**Exercise instructions**.
Set down the lines below exactly, from the line containing "Pick out the olympic" through the line containing "x=676, y=683", and include both of those lines.

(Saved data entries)

##############################

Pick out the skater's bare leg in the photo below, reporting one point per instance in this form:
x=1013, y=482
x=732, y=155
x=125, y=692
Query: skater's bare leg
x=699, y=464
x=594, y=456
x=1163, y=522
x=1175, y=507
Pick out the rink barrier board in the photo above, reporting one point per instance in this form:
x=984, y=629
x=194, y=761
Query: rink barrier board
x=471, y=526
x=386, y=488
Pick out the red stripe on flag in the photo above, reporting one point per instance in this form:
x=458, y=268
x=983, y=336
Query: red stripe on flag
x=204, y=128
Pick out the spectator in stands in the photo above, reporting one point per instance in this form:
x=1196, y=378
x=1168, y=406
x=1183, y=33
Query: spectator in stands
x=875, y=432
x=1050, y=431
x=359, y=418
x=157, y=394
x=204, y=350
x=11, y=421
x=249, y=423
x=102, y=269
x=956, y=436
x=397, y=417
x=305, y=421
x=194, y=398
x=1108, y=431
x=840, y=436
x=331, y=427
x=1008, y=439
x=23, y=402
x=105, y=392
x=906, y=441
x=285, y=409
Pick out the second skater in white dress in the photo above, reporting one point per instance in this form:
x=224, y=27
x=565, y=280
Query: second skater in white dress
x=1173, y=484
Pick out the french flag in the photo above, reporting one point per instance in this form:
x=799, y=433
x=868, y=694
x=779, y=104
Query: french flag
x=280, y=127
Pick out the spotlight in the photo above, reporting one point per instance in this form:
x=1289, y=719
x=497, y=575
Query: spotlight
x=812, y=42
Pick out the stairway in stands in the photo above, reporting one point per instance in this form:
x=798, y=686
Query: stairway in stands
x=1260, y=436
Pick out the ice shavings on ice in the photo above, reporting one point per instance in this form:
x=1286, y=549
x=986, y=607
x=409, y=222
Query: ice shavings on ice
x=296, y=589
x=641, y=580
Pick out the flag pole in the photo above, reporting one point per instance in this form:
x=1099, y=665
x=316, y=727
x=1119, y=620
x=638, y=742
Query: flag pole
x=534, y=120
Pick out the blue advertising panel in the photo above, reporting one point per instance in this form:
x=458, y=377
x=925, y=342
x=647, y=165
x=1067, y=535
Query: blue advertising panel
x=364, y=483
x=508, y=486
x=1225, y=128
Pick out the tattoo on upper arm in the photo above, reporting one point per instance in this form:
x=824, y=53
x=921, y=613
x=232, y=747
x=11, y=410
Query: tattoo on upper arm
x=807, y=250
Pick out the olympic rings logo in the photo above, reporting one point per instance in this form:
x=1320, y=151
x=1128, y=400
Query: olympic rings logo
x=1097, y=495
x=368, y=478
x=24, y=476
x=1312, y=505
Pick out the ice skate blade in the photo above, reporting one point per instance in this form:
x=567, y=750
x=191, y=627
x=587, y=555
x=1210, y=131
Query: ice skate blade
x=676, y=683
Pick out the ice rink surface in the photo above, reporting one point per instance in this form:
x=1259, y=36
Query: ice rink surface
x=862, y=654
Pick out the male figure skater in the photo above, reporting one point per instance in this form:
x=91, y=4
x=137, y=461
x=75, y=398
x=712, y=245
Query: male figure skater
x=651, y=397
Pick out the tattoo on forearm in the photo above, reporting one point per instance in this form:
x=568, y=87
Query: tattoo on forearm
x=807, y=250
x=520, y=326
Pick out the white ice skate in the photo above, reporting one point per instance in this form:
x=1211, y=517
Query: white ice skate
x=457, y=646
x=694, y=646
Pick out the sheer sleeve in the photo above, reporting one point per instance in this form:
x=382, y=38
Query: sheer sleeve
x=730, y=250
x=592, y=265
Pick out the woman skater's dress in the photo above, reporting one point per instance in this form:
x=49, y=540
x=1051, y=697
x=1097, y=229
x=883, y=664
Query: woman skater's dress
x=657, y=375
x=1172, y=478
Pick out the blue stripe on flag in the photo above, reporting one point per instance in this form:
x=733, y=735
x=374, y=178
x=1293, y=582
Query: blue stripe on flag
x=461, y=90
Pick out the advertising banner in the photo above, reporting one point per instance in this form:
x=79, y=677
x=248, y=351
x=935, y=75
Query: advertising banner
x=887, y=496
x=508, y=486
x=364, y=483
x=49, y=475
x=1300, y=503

##############################

**Task answer**.
Pick out the olympic rings logo in the photo above, reporting one point per instance in this form:
x=1320, y=151
x=1128, y=400
Query: olympic rings logo
x=1097, y=495
x=368, y=478
x=24, y=476
x=1312, y=505
Pick out the ice skate blade in the photo above, reporting one point per instance in this form:
x=567, y=750
x=191, y=627
x=587, y=555
x=1210, y=131
Query: ice skate blade
x=676, y=683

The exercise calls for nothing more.